- _Task requirements_
Copy the lines from the one holding "Target: <item>concrete pad</item>" through the end of the records, inclusive, word for word.

•••••

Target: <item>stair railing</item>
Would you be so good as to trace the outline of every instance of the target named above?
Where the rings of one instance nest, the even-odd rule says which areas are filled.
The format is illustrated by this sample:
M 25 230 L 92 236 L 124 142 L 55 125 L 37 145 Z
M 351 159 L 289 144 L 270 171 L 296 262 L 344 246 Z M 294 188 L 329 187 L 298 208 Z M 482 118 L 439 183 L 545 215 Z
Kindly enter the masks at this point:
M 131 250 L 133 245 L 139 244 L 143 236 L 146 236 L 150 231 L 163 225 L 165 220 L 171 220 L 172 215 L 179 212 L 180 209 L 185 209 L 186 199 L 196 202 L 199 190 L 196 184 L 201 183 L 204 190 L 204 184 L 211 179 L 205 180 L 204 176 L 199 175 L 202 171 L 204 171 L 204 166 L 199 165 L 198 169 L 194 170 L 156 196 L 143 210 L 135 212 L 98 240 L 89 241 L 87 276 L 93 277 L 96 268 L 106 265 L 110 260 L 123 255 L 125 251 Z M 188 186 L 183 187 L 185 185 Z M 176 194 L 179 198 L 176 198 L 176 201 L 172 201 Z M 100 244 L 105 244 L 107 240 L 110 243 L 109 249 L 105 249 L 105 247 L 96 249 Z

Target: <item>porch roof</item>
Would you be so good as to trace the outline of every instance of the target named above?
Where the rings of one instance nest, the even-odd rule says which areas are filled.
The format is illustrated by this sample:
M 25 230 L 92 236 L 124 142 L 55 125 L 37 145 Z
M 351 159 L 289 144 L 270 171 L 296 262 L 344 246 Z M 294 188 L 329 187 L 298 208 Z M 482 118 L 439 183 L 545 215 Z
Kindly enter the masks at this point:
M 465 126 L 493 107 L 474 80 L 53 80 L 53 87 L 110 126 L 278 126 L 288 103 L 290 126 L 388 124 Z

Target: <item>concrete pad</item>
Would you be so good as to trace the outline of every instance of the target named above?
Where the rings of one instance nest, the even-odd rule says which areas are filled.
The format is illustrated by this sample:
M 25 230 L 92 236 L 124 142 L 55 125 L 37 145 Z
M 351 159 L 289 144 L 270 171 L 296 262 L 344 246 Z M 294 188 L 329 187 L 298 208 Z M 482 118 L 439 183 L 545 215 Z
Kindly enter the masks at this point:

•••••

- _Task response_
Target: <item>concrete pad</item>
Would you be so good as to trace the outline of every instance of the target named above?
Where the rings of one instance nest, the even-odd rule says which areas are filled.
The format is illustrated by this sample:
M 25 230 L 92 236 L 124 142 L 55 125 L 37 145 Z
M 351 159 L 289 144 L 270 171 L 296 262 L 344 246 Z M 294 188 L 329 187 L 298 208 Z M 482 118 L 439 183 L 545 215 Z
Kindly enter the masks at this point:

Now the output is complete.